[START OF Data lines]
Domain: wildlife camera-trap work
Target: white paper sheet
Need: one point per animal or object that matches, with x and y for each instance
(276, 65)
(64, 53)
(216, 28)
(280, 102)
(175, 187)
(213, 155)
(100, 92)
[END OF Data lines]
Aim of the exercise: Rewrite these lines with "white paper sheet" changed to "blank paper sheet", leaving everything else the same.

Finished task:
Domain: wildlife camera-trap work
Target: blank paper sheet
Need: one point per animal or object that matches, with x and y for each instance
(276, 65)
(64, 53)
(216, 28)
(280, 102)
(175, 187)
(213, 155)
(100, 92)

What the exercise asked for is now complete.